Pointing and labeling entries

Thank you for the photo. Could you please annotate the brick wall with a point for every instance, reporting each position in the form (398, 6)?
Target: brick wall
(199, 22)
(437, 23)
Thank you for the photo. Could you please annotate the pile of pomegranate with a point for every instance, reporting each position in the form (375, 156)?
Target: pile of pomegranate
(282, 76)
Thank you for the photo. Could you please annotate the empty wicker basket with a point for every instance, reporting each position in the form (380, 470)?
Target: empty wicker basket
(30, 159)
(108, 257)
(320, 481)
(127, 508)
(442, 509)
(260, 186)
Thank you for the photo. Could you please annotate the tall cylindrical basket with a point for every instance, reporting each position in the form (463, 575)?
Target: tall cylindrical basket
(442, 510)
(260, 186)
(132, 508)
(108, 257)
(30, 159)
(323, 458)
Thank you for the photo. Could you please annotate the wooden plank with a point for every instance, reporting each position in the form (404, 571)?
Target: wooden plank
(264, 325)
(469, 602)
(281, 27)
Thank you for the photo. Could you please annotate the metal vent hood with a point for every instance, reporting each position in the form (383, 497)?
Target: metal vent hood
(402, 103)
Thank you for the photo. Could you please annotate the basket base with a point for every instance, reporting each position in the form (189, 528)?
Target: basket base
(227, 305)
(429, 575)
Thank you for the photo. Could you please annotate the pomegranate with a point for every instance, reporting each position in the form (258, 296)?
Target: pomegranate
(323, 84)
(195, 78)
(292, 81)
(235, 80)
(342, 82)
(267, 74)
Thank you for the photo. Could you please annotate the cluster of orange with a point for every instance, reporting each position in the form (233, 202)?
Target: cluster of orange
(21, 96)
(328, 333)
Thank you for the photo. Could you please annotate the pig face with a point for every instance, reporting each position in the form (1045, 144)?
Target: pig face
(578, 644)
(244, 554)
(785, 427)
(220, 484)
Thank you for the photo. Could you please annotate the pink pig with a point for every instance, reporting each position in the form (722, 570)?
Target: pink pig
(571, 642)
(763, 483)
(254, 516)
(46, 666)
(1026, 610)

- _TASK PROMPT_
Give the lines above as a JSON list of strings, with one string per line and blank lines omitted.

- _COMPLETE ANSWER_
[
  "Thank you for the photo. Could you please annotate the brick wall with a point for every instance, reporting each position in the form (398, 6)?",
  "Target: brick wall",
  "(199, 22)",
  "(437, 23)",
  "Thank you for the photo. Could you please annotate the pile of pomegranate with a point for every instance, reporting each position in the form (375, 156)?",
  "Target: pile of pomegranate",
  "(282, 76)",
  "Thank you for the photo. Could you please annotate the empty wicker basket with a point for every instance, reporting each position in the form (380, 470)?",
  "Target: empty wicker basket",
  "(30, 159)",
  "(108, 257)",
  "(320, 481)",
  "(127, 508)",
  "(442, 509)",
  "(260, 186)",
  "Thank you for the photo. Could you please annotate the tall cylindrical basket with a point for every instance, reporting each position in the form (463, 575)?",
  "Target: tall cylindrical basket",
  "(442, 510)",
  "(260, 186)",
  "(132, 508)",
  "(108, 257)",
  "(30, 159)",
  "(323, 458)",
  "Thank you for the photo. Could you please annotate the wooden plank with a point for every instance, reporting each position in the form (404, 571)?",
  "Target: wooden plank",
  "(264, 325)",
  "(469, 602)",
  "(281, 27)",
  "Thank you for the photo. Could you please annotate the metal vent hood with a point for every instance, reporting each position in the form (383, 497)?",
  "Target: metal vent hood",
  "(402, 103)",
  "Thank you for the photo. Could you please annotate the basket base with a point for every instance, reporting each position in the form (189, 528)?",
  "Target: basket base",
  "(227, 305)",
  "(429, 575)",
  "Thank you for the photo. Could you please annotate the pomegranate with a point for every instance, reporting each position in the form (258, 296)?",
  "Target: pomegranate",
  "(323, 84)",
  "(195, 78)",
  "(292, 81)",
  "(235, 80)",
  "(342, 82)",
  "(267, 74)",
  "Thank you for the photo. Could you please annotate the cluster of orange with a point for every instance, reporting each position in the form (233, 202)?",
  "Target: cluster of orange",
  "(21, 96)",
  "(328, 333)",
  "Thank you for the photo. Could you please annotate the pig face with a point for every instance, reporting each position in the form (1045, 144)?",
  "Target: pig face",
  "(578, 644)",
  "(244, 554)",
  "(785, 427)",
  "(220, 484)",
  "Thank you for the photo. Could you please annotate the pink pig with a point for every instance, reporting each position in the form (722, 570)?",
  "Target: pink pig",
  "(571, 642)",
  "(763, 483)",
  "(254, 516)",
  "(46, 666)",
  "(1026, 610)"
]